ある収集資料の記録

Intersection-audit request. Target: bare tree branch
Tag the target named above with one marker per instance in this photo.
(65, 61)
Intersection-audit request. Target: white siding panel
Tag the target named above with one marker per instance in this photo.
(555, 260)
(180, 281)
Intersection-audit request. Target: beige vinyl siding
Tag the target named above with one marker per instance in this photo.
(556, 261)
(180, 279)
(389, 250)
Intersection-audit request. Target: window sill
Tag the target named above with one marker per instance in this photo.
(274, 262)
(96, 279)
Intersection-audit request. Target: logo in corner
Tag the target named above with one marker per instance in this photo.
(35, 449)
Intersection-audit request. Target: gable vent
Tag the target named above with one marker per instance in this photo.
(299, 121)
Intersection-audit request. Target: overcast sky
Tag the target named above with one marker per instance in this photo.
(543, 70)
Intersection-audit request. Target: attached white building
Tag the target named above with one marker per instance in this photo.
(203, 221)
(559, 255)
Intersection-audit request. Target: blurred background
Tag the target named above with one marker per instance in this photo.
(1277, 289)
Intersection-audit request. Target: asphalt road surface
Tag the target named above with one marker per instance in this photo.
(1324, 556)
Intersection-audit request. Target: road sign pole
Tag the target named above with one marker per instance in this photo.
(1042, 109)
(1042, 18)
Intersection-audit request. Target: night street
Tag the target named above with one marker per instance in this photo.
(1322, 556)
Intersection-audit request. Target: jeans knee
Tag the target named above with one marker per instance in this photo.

## 作業指示
上の記録をすべて、一字一句変えずに書き写してください。

## 解答
Intersection-audit request. Target: bare tree branch
Tag the target named above with one marker per instance in this photo.
(65, 61)
Intersection-audit request. Target: white siding panel
Tag the target named above with one marker per instance in this photo.
(555, 260)
(180, 281)
Intersection-audit request. Target: beige vinyl siding
Tag the target named above with one marker per instance in this photo.
(556, 261)
(180, 279)
(389, 250)
Intersection-audit request. Target: window sill
Tag the target named above with one marker per instance in this photo.
(274, 262)
(96, 279)
Intersection-audit request. Target: logo in corner
Tag the target named above with one marker per instance in this photo.
(35, 449)
Intersection-audit request. Target: gable vent
Tag the target named above with one marker per instance in this photo.
(299, 121)
Intersection-audit request. Target: overcast sky
Tag the target named above with one marker per instance in this photo.
(543, 70)
Intersection-audit request. Target: attached white building
Tag the target named above with one marker per instance in this photo.
(203, 221)
(559, 255)
Intersection-audit request. Target: blurred background
Tag the target named above with one marker per instance in this photo.
(1277, 289)
Intersection-audit request. Target: asphalt road surface
Tag the target named above with one marker per instance in this photo.
(1324, 556)
Intersection-audit request. Target: road sign pole
Tag the target named above with one marker per instance in this photo.
(1042, 109)
(1042, 18)
Intersection-audit request. Target: night street
Tag the target named above with one marker per instance in this photo.
(1322, 556)
Intersection-audit request. Target: jeans knee
Tag the target named above with one marker per instance in this photo.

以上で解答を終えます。